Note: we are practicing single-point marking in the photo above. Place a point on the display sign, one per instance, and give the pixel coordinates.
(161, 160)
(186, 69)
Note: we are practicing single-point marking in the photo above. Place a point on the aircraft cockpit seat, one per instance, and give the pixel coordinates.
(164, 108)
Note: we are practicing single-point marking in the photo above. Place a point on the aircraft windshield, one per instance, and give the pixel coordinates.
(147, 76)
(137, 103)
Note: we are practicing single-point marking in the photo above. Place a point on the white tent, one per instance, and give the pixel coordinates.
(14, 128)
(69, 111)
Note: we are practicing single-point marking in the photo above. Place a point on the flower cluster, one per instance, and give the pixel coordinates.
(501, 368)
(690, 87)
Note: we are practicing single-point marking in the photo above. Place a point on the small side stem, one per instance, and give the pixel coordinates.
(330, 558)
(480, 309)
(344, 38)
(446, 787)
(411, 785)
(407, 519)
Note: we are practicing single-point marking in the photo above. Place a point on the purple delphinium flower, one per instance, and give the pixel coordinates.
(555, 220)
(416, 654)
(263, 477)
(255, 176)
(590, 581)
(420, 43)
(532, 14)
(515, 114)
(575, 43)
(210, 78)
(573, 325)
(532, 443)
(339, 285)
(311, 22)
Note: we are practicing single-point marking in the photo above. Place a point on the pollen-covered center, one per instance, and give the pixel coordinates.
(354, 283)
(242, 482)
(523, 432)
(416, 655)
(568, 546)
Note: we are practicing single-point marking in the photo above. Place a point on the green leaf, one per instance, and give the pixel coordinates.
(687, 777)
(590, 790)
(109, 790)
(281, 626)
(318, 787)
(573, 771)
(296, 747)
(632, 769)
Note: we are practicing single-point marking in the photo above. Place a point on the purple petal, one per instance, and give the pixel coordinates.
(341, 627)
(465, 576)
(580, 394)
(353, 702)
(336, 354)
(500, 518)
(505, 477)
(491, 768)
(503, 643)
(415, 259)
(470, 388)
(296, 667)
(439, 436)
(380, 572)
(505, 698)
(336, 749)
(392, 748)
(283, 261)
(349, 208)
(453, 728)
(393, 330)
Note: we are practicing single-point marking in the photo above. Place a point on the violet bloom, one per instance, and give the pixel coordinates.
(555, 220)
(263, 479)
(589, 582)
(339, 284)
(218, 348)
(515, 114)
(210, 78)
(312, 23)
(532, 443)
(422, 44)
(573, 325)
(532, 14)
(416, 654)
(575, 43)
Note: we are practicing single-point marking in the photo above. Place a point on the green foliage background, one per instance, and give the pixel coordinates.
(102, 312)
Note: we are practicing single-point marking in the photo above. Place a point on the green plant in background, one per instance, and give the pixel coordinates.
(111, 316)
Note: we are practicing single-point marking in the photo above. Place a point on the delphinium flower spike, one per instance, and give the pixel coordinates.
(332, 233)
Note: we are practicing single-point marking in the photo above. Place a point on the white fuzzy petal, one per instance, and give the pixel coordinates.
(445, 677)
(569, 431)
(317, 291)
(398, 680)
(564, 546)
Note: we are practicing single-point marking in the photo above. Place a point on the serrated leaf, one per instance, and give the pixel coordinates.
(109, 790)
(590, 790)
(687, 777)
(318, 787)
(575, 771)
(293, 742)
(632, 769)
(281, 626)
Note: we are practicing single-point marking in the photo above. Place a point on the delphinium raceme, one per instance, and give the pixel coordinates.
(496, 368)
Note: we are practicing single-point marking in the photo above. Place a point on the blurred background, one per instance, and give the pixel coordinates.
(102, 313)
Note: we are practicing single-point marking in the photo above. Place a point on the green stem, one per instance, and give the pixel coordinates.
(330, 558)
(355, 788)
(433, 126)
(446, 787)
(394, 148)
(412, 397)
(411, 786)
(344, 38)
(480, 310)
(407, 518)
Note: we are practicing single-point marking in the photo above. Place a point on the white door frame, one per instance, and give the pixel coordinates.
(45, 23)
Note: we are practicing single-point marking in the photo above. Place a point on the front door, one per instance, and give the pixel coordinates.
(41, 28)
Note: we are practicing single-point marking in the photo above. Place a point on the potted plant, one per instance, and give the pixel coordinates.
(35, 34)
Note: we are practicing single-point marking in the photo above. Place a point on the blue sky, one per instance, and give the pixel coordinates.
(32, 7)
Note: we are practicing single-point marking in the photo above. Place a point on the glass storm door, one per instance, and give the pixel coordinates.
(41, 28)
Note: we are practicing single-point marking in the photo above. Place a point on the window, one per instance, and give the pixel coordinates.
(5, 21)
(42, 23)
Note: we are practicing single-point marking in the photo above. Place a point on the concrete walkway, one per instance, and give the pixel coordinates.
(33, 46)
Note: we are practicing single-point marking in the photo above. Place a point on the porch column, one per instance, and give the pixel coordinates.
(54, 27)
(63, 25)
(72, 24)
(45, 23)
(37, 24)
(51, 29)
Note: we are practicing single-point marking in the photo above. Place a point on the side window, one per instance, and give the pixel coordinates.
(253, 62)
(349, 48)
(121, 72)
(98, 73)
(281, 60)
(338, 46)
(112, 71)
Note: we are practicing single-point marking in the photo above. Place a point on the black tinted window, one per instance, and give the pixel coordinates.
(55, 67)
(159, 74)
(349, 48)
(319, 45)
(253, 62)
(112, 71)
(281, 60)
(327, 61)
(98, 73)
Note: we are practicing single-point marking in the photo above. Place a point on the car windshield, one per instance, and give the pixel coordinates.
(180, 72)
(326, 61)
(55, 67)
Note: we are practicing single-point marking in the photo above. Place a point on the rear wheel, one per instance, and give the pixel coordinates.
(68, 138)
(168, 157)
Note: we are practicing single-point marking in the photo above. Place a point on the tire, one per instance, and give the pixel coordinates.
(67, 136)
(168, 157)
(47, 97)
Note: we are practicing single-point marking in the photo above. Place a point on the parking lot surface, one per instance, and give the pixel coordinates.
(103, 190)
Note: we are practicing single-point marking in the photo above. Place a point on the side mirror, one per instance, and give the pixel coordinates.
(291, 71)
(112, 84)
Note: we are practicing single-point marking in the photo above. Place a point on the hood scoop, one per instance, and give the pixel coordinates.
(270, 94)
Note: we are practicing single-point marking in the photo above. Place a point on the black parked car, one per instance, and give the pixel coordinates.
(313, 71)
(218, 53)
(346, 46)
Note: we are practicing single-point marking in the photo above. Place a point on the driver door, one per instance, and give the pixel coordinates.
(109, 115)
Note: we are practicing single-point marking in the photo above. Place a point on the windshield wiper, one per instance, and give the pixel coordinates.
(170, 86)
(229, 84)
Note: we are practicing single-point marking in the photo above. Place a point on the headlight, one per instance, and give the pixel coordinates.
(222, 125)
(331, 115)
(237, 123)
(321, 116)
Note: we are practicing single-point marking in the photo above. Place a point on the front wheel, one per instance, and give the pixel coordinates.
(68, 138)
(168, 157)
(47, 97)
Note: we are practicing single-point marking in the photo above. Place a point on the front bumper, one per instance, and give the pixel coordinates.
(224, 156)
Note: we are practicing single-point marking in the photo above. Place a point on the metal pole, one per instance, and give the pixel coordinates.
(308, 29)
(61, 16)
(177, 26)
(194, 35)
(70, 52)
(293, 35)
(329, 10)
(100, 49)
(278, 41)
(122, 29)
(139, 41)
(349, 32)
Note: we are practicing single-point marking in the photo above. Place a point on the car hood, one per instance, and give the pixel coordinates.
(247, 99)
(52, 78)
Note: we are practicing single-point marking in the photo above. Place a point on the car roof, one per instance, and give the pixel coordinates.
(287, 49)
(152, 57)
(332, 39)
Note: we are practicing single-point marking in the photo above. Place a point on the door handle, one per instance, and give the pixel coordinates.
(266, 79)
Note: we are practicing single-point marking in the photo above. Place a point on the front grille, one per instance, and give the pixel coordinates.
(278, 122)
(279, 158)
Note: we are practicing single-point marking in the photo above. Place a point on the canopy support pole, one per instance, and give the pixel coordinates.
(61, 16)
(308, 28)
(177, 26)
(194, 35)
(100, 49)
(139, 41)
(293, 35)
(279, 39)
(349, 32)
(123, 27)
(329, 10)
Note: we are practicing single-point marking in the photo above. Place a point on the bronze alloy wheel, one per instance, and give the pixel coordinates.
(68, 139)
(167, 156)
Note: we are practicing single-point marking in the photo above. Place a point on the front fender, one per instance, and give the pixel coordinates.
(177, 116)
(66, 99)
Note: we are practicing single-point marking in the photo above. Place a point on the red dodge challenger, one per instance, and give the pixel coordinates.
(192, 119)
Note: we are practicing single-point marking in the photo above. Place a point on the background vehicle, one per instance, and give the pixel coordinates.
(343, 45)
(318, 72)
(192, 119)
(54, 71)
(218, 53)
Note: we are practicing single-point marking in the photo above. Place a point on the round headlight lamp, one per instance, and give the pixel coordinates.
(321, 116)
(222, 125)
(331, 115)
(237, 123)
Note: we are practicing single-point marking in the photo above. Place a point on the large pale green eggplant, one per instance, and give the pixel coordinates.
◆ ◆ ◆ ◆ ◆
→ What you are asked to do
Copy out exactly the lines between the line with "on the bronze" and the last line of the entries, counting both of those lines.

→ Correct result
Note: we are practicing single-point marking in the photo above. Place a point on the bronze alloy wheel, one per instance, and give the pixel coordinates.
(68, 139)
(167, 156)
Note: we are practicing single-point marking in the photo above. Place a point on the front fender, one per instance, and give the pixel coordinates.
(177, 116)
(66, 99)
Note: we are practicing single-point marking in the photo above. Place a point on the red dodge challenger, one per instance, and give the pixel coordinates.
(192, 119)
Note: we are practicing single-point marking in the photo above. Place a point on the background vehicle, one per instance, and give the pixel coordinates.
(343, 45)
(318, 72)
(192, 119)
(54, 71)
(218, 53)
Note: we are practicing single-point marking in the photo above. Place a point on the round headlight lamp, one per instance, and give the pixel coordinates.
(321, 116)
(222, 125)
(331, 115)
(237, 123)
Note: we are practicing single-point marking in the photo above. Place a point on the large pale green eggplant, one per instance, and give the pixel coordinates.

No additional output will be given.